§ Document excerpt
━━━━━━
Another website — also mentioned in my previous post — has quite a few Korean Internet users pissed off for its rather irreverent treatment of Kim’s murder.
Also controversial is the fact that Korean media companies have gotten through the government’s attempt to stop the video from entering Korea by obtaining it through Reuters and AP. News providers with contracts with the two foreign firms were able to get their hands on the footage, and there was very little the government could do about it.
Also troubling for the government is the fact that the Internet is not easily controlled, especially in the world’s most wired nation, and it’s hard to stop a determined fellow if he really wants to see a guy get his head cut off. You can block access to sites that you know about, but Big Brother can’t watch everyone all at once. Moreover, Koreans living abroad could email the video to friends back here, and from there P2P messengers distribute it. Besides, whatever faults Korean “netizens” may have, they are nonetheless a pretty resourceful bunch, many of whom are naturally not fond of state controls, especially when word goes around that the government is trying to block access to the video because Kim’s last words are critical of both Roh and the planned deployment of troops to Iraq.
━━━━━━
§ Source material

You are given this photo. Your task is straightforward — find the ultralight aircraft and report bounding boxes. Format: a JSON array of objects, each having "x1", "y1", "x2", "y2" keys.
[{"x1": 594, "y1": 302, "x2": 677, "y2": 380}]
━━━━━━
§ Your task
Reproduce the passage about the government's attempt to block the video verbatim, starting at "Also controversial is" and ending at "do about it.".

§ Result of the exercise
Also controversial is the fact that Korean media companies have gotten through the government’s attempt to stop the video from entering Korea by obtaining it through Reuters and AP. News providers with contracts with the two foreign firms were able to get their hands on the footage, and there was very little the government could do about it.